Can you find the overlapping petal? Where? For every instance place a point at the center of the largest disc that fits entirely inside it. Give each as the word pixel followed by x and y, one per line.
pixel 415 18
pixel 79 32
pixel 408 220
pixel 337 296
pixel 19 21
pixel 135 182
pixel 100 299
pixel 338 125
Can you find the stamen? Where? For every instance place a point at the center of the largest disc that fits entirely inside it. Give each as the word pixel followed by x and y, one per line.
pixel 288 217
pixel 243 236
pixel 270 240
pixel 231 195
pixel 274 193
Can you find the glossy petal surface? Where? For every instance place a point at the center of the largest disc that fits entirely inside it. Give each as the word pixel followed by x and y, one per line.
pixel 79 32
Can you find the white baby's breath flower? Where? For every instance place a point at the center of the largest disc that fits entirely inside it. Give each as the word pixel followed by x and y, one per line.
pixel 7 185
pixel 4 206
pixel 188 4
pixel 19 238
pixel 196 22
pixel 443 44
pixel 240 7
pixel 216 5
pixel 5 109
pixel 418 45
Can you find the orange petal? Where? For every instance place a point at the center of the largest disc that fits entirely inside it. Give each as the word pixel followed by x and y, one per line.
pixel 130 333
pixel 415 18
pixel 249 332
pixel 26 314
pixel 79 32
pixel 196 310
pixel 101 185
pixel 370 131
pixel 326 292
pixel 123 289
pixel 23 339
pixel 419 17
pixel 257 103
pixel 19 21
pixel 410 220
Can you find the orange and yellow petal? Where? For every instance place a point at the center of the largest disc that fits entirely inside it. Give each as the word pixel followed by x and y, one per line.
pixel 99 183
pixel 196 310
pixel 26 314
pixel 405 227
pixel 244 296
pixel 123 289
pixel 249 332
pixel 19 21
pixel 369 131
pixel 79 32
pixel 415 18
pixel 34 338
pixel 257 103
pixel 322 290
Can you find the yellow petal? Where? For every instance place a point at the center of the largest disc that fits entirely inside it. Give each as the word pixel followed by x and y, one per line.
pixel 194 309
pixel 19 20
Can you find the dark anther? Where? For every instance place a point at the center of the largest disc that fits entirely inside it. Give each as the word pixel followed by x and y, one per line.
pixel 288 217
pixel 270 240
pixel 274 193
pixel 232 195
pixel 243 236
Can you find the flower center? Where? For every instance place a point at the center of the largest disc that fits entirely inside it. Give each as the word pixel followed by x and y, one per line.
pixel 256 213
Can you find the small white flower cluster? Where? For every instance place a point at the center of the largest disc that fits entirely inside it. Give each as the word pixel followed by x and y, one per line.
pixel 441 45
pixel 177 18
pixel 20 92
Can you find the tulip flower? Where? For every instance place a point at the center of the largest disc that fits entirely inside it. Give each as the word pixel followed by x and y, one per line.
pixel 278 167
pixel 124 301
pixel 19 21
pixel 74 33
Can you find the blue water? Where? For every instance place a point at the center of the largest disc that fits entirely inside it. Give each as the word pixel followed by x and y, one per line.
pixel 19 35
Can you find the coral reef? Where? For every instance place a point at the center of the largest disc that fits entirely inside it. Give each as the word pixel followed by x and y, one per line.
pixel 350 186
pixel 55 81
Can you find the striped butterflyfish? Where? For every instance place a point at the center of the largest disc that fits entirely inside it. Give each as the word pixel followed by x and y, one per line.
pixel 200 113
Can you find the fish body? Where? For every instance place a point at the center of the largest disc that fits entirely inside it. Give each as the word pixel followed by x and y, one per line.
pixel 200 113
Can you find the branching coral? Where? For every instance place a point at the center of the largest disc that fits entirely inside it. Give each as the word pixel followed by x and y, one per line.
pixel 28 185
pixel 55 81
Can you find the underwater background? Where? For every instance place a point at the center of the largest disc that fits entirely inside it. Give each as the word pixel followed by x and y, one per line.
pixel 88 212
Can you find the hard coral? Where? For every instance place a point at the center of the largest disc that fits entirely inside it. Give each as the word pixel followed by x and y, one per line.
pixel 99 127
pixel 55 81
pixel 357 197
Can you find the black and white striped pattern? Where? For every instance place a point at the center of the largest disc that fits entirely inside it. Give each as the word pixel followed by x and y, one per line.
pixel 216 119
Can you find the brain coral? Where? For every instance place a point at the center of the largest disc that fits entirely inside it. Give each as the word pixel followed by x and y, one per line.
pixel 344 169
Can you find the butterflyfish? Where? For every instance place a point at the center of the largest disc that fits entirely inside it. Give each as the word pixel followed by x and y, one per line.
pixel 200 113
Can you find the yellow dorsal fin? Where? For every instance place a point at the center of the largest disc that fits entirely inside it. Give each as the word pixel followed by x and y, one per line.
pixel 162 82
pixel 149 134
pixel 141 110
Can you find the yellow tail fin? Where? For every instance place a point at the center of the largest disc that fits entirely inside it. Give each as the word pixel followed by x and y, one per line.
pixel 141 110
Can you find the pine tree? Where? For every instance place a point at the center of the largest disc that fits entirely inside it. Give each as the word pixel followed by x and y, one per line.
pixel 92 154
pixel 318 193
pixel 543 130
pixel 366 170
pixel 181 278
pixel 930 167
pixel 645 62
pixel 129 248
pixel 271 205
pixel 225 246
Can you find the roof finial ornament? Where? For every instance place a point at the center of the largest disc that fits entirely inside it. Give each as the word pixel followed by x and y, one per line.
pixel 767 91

About this exercise: All of the records above are to be set down again exactly.

Expected answer:
Can you find the overlapping petal? Where? For every instance place a point at the center of the largest disc that fits entirely inside it. Give each as the word pixel followed by x and y, one per line.
pixel 415 18
pixel 79 32
pixel 408 220
pixel 337 296
pixel 19 21
pixel 135 182
pixel 100 299
pixel 338 125
Can you find the stamen? Where? For every instance place a point at the center of the largest disc that fits entirely inside it. Give each as the word pixel followed by x and y, one per line.
pixel 288 217
pixel 243 236
pixel 270 240
pixel 231 195
pixel 274 193
Can you find the glossy petal surface? Where? For every instance place a point at the center of the largest disc that fits entirely inside it. Give each as the word pixel followed by x and y, one per line.
pixel 79 32
Can you find the white baby's breath flower? Where? For every instance place a point at the center of the largest disc that fits entirely inside it. Give each as the word pixel followed by x and y, one per line.
pixel 7 185
pixel 4 206
pixel 188 4
pixel 19 238
pixel 196 22
pixel 443 44
pixel 240 7
pixel 216 5
pixel 5 109
pixel 418 45
Can you find the orange petal? Where? For every instance place a point at the center of the largest disc that fits entirely inside it. Give each as the word pixel followed by x and y, one per line.
pixel 130 333
pixel 415 18
pixel 249 332
pixel 26 314
pixel 79 32
pixel 196 310
pixel 101 185
pixel 370 131
pixel 326 292
pixel 123 289
pixel 23 339
pixel 419 17
pixel 257 103
pixel 19 21
pixel 410 220
Can you find the orange and yellow petal? Where? For every instance place a point at the center of the largest disc that fits entirely inside it. Give each as the word pixel followed by x and y, one per line.
pixel 99 183
pixel 196 310
pixel 26 314
pixel 405 227
pixel 244 296
pixel 123 289
pixel 249 332
pixel 19 21
pixel 369 131
pixel 79 32
pixel 415 18
pixel 34 338
pixel 257 103
pixel 322 290
Can you find the yellow petal? Where? For every instance place a point at the center of the largest disc that fits entirely inside it. Give each as the word pixel followed by x and y, one per line.
pixel 194 309
pixel 19 20
Can you find the dark anther? Where? For every instance place a point at the center of the largest disc that fits entirely inside it. Give each as the word pixel followed by x and y, one per line.
pixel 288 217
pixel 270 240
pixel 274 193
pixel 232 195
pixel 243 236
Can you find the flower center? Where? For every instance place a point at the center of the largest disc that fits entirely inside it. Give each as the word pixel followed by x and y, one per line.
pixel 256 213
Can you find the small white flower cluster? Where? For every instance place a point at the center of the largest disc that fits entirely inside it. Give each as the word pixel followed by x and y, one per line.
pixel 441 45
pixel 177 18
pixel 20 92
Can you find the tulip flower? Where? For every instance place a point at the center of the largest disc that fits entirely inside it. Give each as the word pixel followed by x and y, one per line.
pixel 278 167
pixel 124 301
pixel 19 21
pixel 74 33
Can you find the blue water? Where? For every instance place a point at the center of the largest disc that fits entirely inside it. Give each as the word pixel followed by x and y, one per line.
pixel 19 35
Can you find the coral reef? Where? For every instance place a point at the center of the largest disc that fits entirely inside it. Give each as the word pixel followed by x and y, one per line.
pixel 350 186
pixel 55 81
Can you find the striped butterflyfish? Where? For every instance place a point at the center of the largest disc that fits entirely inside it. Give each as the word pixel followed by x and y, one per line.
pixel 200 113
Can you find the fish body? Where? For every instance place a point at the center of the largest disc that fits entirely inside it. Give each as the word pixel followed by x and y, one per line.
pixel 200 113
Can you find the branching coral? Where? For every instance place a point at the center of the largest disc that fits entirely inside it. Give each as the word pixel followed by x and y, one per line.
pixel 28 185
pixel 55 81
Can you find the underwater background? Where? For every instance place a point at the center of the largest disc that fits entirely inside it. Give each as the word pixel followed by x and y, one per line.
pixel 88 212
Can you find the hard coral? Where? For every instance place a point at the center of the largest disc that fits entirely inside it. Give each as the word pixel followed by x and y, one per line.
pixel 99 127
pixel 55 81
pixel 357 197
Can you find the black and white striped pattern? Where? For every instance place a point at the center of the largest disc that fits entirely inside it. Give each as the word pixel followed by x and y, one per line.
pixel 216 119
Can you find the brain coral? Where? For every instance place a point at the center of the largest disc that fits entirely inside it. Give each as the word pixel followed by x and y, one per line.
pixel 344 169
Can you find the butterflyfish? Where? For every instance place a point at the center of the largest disc that fits entirely inside it. Give each as the word pixel followed by x and y, one per line.
pixel 200 113
Can you find the yellow dorsal fin? Where? For every instance place a point at the center of the largest disc that fits entirely inside it. Give each as the word pixel followed by x and y, one per line.
pixel 162 82
pixel 149 134
pixel 141 110
Can you find the yellow tail fin? Where? For every instance place a point at the center of the largest disc that fits entirely inside it. Give each as the word pixel followed by x and y, one per line.
pixel 141 110
Can you find the pine tree? Where? For every instance place a point at the center of the largest disc that fits entirely inside it. Give each as the word pixel followed by x and y, one per line.
pixel 92 154
pixel 318 193
pixel 543 130
pixel 366 170
pixel 181 278
pixel 930 167
pixel 645 62
pixel 129 248
pixel 271 205
pixel 225 246
Can you find the roof finial ornament? Where? For every instance place a point at the center of the largest disc that fits entirely inside it. Give each as the word pixel followed by x and y, one per line.
pixel 767 91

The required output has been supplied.